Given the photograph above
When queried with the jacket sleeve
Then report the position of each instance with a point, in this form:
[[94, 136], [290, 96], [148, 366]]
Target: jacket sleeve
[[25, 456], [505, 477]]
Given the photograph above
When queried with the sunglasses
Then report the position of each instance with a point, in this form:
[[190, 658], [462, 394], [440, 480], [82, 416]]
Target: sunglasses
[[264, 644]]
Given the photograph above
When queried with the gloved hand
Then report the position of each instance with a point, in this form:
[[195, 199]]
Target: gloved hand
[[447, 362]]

****************************************

TASK TO CARRY OUT:
Write out every one of the lines above again, keeping each character the same.

RESULT OF THE EXERCISE:
Given the photograph above
When queried with the jacket sleeve
Then report the position of each instance with a point, in this form:
[[94, 136], [290, 96], [148, 366]]
Target: jacket sleeve
[[25, 456], [505, 477]]
Given the photograph above
When queried with the sunglasses
Then report the position of each instance with a point, in this form:
[[190, 658], [462, 394], [440, 480], [82, 416]]
Target: sunglasses
[[264, 644]]
Given the photograph above
When queried with the gloved hand
Then report the position of each instance with a point, in this form:
[[195, 199]]
Target: gloved hand
[[447, 362]]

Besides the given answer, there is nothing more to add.